Rewrite every line between the lines holding "outline the frozen" and "[332, 271, 584, 347]", inclusive, keeping the requests as they are and adjusting each bounding-box coordinate in the answers by -32. Leave the pictures out of the result.

○ ○ ○ ○

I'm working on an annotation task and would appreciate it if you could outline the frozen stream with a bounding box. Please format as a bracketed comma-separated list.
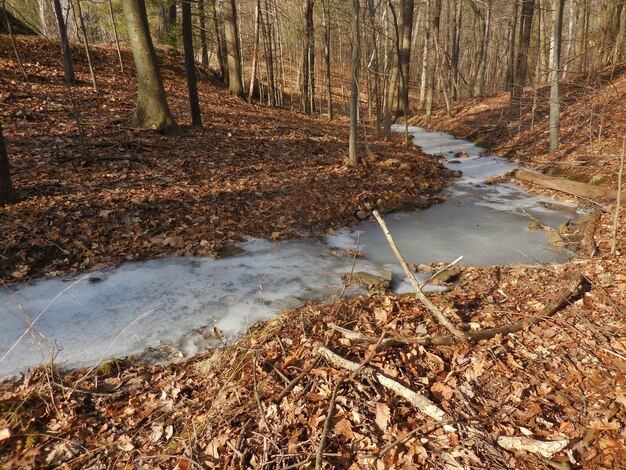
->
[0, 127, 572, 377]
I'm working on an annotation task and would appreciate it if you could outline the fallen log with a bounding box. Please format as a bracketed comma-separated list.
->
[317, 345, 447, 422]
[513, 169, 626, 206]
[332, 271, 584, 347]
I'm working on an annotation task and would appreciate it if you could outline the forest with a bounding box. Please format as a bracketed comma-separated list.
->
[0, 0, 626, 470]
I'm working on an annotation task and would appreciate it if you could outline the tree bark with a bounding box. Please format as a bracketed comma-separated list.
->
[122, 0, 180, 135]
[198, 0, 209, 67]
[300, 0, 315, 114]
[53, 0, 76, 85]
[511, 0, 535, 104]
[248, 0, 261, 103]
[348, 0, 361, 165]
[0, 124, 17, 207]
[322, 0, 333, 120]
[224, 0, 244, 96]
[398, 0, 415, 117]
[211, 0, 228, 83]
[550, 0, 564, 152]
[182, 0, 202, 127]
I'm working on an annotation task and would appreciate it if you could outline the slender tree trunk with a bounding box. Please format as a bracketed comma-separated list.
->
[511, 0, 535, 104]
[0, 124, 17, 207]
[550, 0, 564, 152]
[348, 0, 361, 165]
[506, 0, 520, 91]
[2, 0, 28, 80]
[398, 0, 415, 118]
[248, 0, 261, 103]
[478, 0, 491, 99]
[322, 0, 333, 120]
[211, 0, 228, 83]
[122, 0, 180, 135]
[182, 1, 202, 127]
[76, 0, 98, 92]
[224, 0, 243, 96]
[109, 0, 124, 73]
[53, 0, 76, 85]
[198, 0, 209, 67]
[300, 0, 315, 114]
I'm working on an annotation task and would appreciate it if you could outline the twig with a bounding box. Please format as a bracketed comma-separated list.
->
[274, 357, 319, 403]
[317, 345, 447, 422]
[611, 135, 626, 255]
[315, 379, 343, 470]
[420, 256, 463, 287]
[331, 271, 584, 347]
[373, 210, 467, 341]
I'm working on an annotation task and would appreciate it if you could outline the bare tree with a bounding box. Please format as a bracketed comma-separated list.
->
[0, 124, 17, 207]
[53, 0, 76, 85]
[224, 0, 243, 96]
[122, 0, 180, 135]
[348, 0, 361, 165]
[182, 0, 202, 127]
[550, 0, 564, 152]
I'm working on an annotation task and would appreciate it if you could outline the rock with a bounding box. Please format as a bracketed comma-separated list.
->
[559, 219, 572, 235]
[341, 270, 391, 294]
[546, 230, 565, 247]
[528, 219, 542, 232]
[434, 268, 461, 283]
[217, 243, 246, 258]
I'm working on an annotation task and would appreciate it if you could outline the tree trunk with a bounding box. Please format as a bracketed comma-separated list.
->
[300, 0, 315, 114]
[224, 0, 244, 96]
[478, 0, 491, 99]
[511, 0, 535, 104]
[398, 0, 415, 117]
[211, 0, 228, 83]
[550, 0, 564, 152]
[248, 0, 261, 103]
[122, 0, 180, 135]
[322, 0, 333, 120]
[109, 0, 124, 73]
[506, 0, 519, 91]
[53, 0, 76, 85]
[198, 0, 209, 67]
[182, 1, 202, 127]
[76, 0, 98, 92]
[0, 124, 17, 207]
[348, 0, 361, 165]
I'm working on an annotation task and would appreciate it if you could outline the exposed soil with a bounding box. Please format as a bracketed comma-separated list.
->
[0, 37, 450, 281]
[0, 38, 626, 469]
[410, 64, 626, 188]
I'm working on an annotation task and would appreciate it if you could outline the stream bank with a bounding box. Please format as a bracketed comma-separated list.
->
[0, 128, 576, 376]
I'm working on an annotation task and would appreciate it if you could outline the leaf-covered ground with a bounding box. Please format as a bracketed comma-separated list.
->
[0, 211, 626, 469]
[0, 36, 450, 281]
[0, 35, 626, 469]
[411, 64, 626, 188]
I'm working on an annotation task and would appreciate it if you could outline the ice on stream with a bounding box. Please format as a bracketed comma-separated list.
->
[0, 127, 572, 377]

○ ○ ○ ○

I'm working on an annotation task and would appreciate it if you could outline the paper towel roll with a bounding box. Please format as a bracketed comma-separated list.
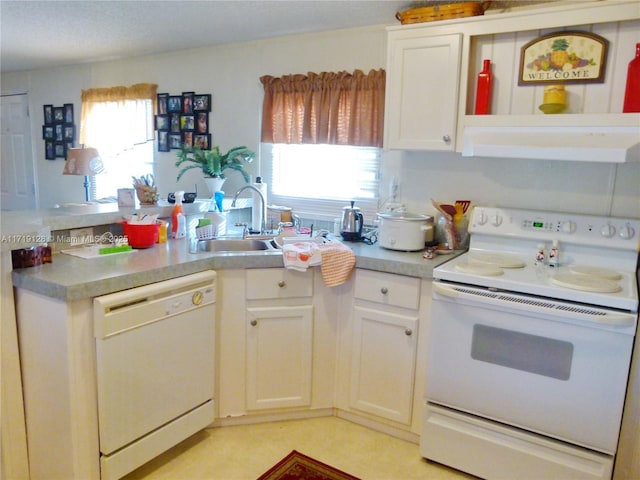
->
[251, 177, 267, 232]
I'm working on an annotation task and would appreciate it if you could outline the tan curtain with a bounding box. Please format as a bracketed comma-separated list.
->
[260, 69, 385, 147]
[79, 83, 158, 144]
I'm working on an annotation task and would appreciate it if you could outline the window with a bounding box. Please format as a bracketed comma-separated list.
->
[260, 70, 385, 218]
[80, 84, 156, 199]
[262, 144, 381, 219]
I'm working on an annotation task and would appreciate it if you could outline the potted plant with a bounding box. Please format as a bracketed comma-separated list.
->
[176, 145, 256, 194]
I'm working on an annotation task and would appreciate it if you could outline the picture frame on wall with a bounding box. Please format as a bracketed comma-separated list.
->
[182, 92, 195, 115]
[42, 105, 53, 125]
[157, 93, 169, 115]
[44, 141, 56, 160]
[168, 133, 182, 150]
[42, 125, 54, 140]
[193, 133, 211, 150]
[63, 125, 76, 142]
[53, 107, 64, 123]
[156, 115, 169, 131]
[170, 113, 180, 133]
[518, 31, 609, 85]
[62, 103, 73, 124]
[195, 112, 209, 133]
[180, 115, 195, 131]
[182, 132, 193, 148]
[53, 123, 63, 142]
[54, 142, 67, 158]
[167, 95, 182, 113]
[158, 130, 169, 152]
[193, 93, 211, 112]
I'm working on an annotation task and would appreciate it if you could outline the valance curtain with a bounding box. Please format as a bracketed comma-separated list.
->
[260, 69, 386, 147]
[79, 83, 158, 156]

○ ○ ○ ○

* _Written solution_
I'm working on an annotation task and would appreciate it if you could outline the frozen stream with a bounding box. Please format as a bracketed comma-separated list.
->
[-32, 95, 540, 345]
I'm working on an annotation task and would appreciate it if you could outline the fallen log with a bounding box. Please format as a bracketed comma-separated list.
->
[285, 313, 415, 390]
[481, 137, 594, 174]
[300, 239, 552, 315]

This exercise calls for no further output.